▸ **What to do**:
a: Could you duplicate the part of the production note starting with "Macras sees Johannesburg" and going on through "politics and economy."?
b: Can you find every line of the records that contains the string "lawn" and copy each one out, with case counting?

▸ **Reading passage**:
A production by CONSTANZA MACRAS | DorkyPark, the Market Theatre Johannesburg (ZA) and Goethe-Institut South Africa (ZA). Commisioned as part of the ‘Football Meets Culture’ programme promoted by the Goethe Institute (DE), the German Embassy in South Africa (ZA) in the frame of 2010 FIFA World Cup South Africa


Macras sees Johannesburg as the country’s premier urban landscape representing the space where the evolving story of the New South Africa is most fully played out. The city is representational of both the Utopian dreams of the reconciled Rainbow Nation and the dystopia of an urban space under siege.

Typical of such a growing metropolis is that an integral part of urban society is the divide between the anxious rich and the desperately poor. Patterns of differentiation reinforce structural inequalities deeply integrated in the cityscape – but also reflect an emergent spatial logic governing the organisation of uses and meaning of the urban space after apartheid.

The piece looks at the meeting of characters promoted by the public transportation system and the role of football in politics and economy.
It is not the first time that a soccer World Cup is taking place in a socially or politically charged environment where is may play a role in covering, accelerating or confronting the actual situation in the country. One example would be the 1978 World Cup in Argentina where Macras was born. How does the euphoria of the event concile impossible differences – or accentuate existing conflicts in South Africa? How accessible are its benefits to everybody?

These are the questions at the heart of The Offside Rules which formed part of the event Football Meets Culture programme promoted by the Goethe-Institut, the German Embassy and their partners.

▸ **Dataset**:
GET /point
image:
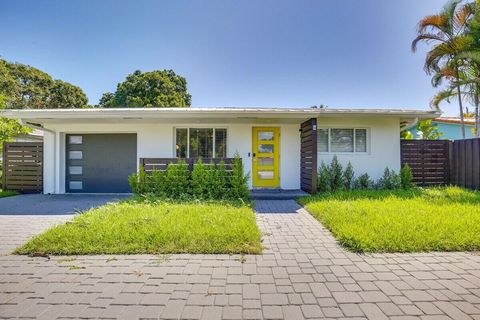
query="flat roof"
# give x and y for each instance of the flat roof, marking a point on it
(287, 114)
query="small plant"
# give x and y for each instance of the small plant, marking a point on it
(336, 176)
(348, 175)
(323, 178)
(389, 181)
(406, 177)
(177, 179)
(363, 182)
(200, 183)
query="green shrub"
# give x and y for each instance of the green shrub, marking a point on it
(389, 181)
(336, 176)
(348, 175)
(363, 182)
(238, 180)
(323, 178)
(177, 180)
(200, 183)
(217, 177)
(406, 177)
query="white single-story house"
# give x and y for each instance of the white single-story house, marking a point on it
(94, 150)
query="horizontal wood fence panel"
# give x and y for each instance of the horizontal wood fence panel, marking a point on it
(429, 160)
(23, 166)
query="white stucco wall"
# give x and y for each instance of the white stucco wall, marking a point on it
(157, 140)
(383, 144)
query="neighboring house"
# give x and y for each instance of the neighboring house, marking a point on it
(94, 150)
(451, 128)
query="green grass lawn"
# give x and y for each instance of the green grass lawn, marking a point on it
(437, 219)
(132, 227)
(6, 193)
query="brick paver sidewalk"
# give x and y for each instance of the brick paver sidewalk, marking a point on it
(303, 273)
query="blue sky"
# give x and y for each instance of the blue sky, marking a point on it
(279, 53)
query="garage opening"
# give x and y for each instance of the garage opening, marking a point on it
(100, 163)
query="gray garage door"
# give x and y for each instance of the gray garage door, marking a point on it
(100, 163)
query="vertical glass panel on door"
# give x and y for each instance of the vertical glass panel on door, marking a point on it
(181, 142)
(75, 139)
(75, 169)
(265, 148)
(75, 155)
(265, 161)
(266, 175)
(266, 136)
(220, 143)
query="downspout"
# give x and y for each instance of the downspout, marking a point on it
(41, 128)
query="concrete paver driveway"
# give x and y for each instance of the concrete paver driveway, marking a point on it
(302, 274)
(24, 216)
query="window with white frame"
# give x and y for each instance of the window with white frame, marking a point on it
(201, 142)
(342, 140)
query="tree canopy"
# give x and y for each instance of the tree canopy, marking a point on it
(25, 87)
(159, 88)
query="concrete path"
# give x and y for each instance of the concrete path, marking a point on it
(303, 273)
(43, 204)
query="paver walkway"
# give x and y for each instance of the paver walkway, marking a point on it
(303, 273)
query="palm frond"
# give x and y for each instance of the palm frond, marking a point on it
(443, 95)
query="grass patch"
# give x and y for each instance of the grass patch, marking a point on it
(419, 220)
(134, 227)
(6, 193)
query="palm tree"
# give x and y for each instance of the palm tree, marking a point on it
(447, 31)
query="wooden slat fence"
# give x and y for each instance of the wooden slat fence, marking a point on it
(161, 164)
(23, 166)
(308, 156)
(429, 160)
(466, 163)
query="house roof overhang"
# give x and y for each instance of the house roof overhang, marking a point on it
(203, 115)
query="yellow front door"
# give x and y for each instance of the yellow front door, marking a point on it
(266, 157)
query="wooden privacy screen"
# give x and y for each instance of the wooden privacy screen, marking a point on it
(429, 160)
(308, 156)
(23, 166)
(465, 163)
(161, 164)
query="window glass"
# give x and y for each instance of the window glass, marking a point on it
(75, 139)
(341, 140)
(201, 143)
(360, 140)
(265, 136)
(75, 155)
(75, 170)
(76, 185)
(181, 143)
(322, 141)
(220, 143)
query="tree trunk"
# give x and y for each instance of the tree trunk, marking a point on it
(460, 104)
(477, 102)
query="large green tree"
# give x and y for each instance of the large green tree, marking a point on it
(447, 31)
(26, 87)
(160, 88)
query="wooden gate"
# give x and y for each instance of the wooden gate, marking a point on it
(308, 156)
(429, 160)
(23, 166)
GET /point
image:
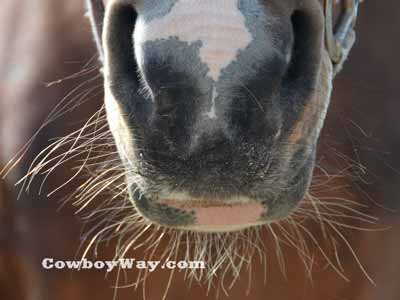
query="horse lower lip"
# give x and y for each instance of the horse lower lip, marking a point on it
(224, 215)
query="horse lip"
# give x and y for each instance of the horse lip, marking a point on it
(220, 213)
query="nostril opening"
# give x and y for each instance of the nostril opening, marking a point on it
(119, 45)
(306, 48)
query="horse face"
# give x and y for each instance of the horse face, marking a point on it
(215, 106)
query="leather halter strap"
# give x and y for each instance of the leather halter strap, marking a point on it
(340, 37)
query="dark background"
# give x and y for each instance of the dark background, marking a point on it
(45, 40)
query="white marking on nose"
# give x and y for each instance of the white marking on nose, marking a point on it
(219, 25)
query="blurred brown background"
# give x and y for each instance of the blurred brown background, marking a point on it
(45, 40)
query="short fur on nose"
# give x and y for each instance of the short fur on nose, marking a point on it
(218, 25)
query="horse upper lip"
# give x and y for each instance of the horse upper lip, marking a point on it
(203, 203)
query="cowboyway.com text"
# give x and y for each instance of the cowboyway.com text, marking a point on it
(125, 263)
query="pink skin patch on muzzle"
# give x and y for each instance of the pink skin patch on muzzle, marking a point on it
(222, 215)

▸ **Worked answers**:
a:
Macras sees Johannesburg as the country’s premier urban landscape representing the space where the evolving story of the New South Africa is most fully played out. The city is representational of both the Utopian dreams of the reconciled Rainbow Nation and the dystopia of an urban space under siege.

Typical of such a growing metropolis is that an integral part of urban society is the divide between the anxious rich and the desperately poor. Patterns of differentiation reinforce structural inequalities deeply integrated in the cityscape – but also reflect an emergent spatial logic governing the organisation of uses and meaning of the urban space after apartheid.

The piece looks at the meeting of characters promoted by the public transportation system and the role of football in politics and economy.

b:
query="green grass lawn"
# give x and y for each instance of the green grass lawn, marking a point on it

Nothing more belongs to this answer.